EXERCISE REQUIREMENTS - Output as a JSON list of strings the lines of the data from the line with "[indicate] the waffle -- for" up to and including the final line, one string per line. Leave out any blank lines.

Source data

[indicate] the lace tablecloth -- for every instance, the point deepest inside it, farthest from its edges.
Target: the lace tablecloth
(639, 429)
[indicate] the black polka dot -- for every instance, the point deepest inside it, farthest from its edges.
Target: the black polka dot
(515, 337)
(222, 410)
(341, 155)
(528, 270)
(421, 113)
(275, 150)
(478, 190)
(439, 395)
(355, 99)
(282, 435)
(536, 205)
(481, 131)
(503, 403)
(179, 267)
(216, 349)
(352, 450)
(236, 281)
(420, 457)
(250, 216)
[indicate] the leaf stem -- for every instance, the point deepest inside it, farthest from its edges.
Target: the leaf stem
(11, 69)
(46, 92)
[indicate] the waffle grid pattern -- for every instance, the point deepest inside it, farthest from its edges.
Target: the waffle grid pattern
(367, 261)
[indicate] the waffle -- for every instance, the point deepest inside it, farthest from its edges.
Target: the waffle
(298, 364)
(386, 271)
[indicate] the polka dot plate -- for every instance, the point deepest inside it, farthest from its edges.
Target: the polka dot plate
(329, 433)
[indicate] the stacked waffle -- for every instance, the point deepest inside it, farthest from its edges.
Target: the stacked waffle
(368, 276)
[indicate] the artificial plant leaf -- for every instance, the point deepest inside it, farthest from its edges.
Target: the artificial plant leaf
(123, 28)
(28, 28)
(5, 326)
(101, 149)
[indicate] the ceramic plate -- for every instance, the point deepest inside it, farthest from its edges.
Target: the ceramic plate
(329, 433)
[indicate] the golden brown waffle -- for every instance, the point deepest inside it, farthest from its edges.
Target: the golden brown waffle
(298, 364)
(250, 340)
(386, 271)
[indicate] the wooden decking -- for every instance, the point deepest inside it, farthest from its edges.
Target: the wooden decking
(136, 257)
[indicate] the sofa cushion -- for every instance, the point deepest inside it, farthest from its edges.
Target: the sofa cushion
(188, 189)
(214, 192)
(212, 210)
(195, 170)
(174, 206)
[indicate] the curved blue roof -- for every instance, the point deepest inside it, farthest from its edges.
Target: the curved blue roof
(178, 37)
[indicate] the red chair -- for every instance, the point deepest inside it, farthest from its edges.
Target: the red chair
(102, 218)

THE OUTPUT -
[
  "[indicate] the waffle -- for every instance, the point deepest inside it, farthest from its edges.",
  "Target: the waffle",
  "(298, 364)",
  "(386, 271)",
  "[indicate] the polka dot plate -- for every instance, the point deepest inside it, farthest from its edges.",
  "Target: the polka dot plate",
  "(329, 433)",
  "[indicate] the stacked waffle -- for every instance, the point deepest inside it, farthest from its edges.",
  "Target: the stacked waffle",
  "(368, 276)",
  "[indicate] the artificial plant leaf -- for every instance, the point deepest inside it, farthest from its edges.",
  "Target: the artificial plant leaf",
  "(123, 28)",
  "(28, 28)",
  "(5, 326)",
  "(101, 149)",
  "[indicate] the ceramic plate -- for every instance, the point deepest inside it, farthest from its edges.",
  "Target: the ceramic plate",
  "(329, 433)",
  "[indicate] the golden brown waffle -- for every instance, the point deepest inside it, farthest from its edges.",
  "Target: the golden brown waffle",
  "(298, 364)",
  "(250, 340)",
  "(386, 271)",
  "[indicate] the wooden decking -- for every instance, the point deepest inside it, farthest from its edges.",
  "Target: the wooden decking",
  "(136, 257)",
  "[indicate] the sofa cushion -- for every instance, the point deepest inside it, farthest from its edges.",
  "Target: the sofa cushion",
  "(188, 189)",
  "(214, 192)",
  "(212, 210)",
  "(195, 170)",
  "(174, 206)",
  "[indicate] the curved blue roof -- for every instance, the point deepest inside it, farthest from its edges.",
  "Target: the curved blue roof",
  "(178, 37)",
  "[indicate] the red chair -- for every instance, the point deepest inside it, farthest from its edges.",
  "Target: the red chair",
  "(102, 218)"
]